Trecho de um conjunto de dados
========================================================================

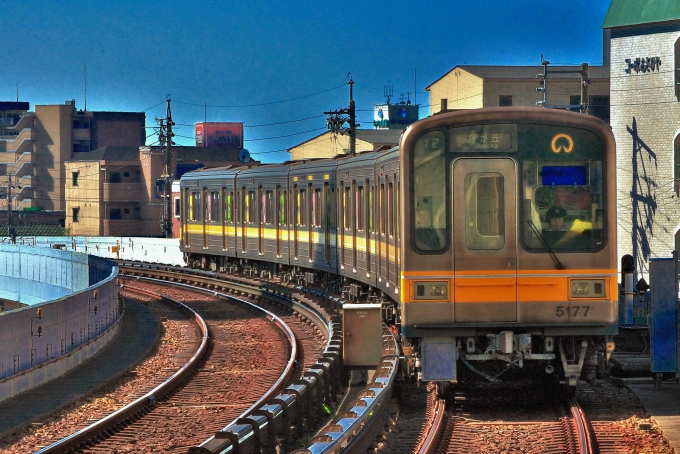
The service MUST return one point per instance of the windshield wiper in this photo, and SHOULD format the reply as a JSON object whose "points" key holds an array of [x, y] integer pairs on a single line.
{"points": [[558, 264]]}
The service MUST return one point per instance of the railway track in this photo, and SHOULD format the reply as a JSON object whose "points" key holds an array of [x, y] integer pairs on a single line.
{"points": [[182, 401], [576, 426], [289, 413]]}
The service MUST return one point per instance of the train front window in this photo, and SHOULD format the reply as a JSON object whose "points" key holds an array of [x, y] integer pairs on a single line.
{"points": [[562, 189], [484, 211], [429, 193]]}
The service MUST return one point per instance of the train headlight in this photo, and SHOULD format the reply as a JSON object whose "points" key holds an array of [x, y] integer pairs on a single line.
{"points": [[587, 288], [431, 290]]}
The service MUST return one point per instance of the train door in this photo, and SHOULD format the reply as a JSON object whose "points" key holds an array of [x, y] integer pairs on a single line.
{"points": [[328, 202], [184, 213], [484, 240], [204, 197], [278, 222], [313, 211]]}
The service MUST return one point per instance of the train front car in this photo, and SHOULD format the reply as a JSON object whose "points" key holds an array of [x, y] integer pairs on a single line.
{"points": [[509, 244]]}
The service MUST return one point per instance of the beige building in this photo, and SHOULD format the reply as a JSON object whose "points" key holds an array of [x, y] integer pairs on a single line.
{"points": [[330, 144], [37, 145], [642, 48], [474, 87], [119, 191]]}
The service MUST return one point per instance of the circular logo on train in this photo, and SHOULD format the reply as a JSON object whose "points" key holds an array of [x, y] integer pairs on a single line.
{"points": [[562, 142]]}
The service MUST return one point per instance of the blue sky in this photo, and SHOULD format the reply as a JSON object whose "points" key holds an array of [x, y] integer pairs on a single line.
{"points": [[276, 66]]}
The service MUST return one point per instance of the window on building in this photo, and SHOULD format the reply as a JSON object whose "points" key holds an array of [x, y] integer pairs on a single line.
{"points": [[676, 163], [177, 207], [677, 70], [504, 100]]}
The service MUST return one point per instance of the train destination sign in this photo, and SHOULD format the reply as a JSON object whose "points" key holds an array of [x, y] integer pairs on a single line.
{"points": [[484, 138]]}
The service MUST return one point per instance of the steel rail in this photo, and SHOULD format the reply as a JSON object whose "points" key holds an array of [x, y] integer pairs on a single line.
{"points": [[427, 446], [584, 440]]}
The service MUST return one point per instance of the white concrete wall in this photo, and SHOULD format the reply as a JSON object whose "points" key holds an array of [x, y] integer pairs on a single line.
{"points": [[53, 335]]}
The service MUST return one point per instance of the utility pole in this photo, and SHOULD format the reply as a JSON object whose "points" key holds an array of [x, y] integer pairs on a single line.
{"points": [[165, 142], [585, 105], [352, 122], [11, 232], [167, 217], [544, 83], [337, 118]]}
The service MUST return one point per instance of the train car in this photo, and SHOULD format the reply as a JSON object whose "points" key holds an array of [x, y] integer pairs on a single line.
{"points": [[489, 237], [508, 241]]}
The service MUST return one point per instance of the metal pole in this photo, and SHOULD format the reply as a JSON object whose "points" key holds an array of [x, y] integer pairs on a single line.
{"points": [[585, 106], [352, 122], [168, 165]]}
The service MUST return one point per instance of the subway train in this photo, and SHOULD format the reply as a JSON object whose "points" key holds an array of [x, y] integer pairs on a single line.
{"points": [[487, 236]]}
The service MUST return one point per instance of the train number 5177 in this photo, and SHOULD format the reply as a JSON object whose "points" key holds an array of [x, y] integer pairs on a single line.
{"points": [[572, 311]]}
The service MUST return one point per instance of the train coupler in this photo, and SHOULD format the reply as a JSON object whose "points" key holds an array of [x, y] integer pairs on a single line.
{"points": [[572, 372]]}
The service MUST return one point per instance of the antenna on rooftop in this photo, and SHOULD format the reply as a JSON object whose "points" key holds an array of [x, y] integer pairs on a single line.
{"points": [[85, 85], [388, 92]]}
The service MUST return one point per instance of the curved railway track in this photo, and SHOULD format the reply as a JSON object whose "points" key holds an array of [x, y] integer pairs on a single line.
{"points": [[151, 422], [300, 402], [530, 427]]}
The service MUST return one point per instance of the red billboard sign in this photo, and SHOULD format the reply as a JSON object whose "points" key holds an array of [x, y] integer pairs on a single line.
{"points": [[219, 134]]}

========================================================================

▶ _ENUNCIADO_:
Edite as linhas que vão da que contém "The service MUST return one point per instance of the red" até o final dos registros, substituindo "billboard sign" por "neon sign" e mantendo todo o resto inalterado. Apresente somente essas linhas.

▶ _RESOLUÇÃO_:
The service MUST return one point per instance of the red neon sign in this photo, and SHOULD format the reply as a JSON object whose "points" key holds an array of [x, y] integer pairs on a single line.
{"points": [[219, 134]]}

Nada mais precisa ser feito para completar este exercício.